:: Problem description ::
Will you restate verbatim the lines running from the line with "Task: identify the woman" to the end of the data, leaving out everything else?

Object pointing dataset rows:
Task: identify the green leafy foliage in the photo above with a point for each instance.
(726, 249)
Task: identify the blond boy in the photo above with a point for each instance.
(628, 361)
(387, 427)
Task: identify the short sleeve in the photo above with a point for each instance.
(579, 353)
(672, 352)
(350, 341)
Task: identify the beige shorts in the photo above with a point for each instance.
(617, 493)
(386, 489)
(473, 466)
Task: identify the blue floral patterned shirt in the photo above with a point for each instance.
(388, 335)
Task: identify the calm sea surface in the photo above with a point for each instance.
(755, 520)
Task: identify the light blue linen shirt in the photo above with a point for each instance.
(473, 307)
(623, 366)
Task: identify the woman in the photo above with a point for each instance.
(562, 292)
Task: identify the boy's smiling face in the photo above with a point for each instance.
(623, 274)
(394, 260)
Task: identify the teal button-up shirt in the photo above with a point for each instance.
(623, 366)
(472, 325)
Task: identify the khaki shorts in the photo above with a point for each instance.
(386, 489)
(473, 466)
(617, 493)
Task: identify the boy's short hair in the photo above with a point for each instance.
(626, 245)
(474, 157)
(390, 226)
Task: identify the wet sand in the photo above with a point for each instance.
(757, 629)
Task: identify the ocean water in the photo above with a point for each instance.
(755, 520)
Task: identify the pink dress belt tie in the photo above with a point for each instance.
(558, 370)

:: Solution below ::
Task: identify the woman in the photo above with a point for each instance.
(562, 292)
Task: identify the boy's smiling face in the photo above with a point for each instance.
(623, 274)
(394, 260)
Task: identify the teal button-up shirt in the photo above with a point for each instance.
(623, 366)
(472, 325)
Task: identify the khaki shorts in the photo above with a point for each instance.
(386, 489)
(473, 466)
(617, 493)
Task: identify the boy's short hair in the photo above with a point for each instance.
(626, 245)
(474, 157)
(390, 226)
Task: identify the wet sand in the photo above with a point for each instance.
(757, 629)
Task: identify the ocean water in the photo above with a point for each instance.
(755, 520)
Task: identify the pink dress belt tie in the photo above with a point for each instance.
(558, 370)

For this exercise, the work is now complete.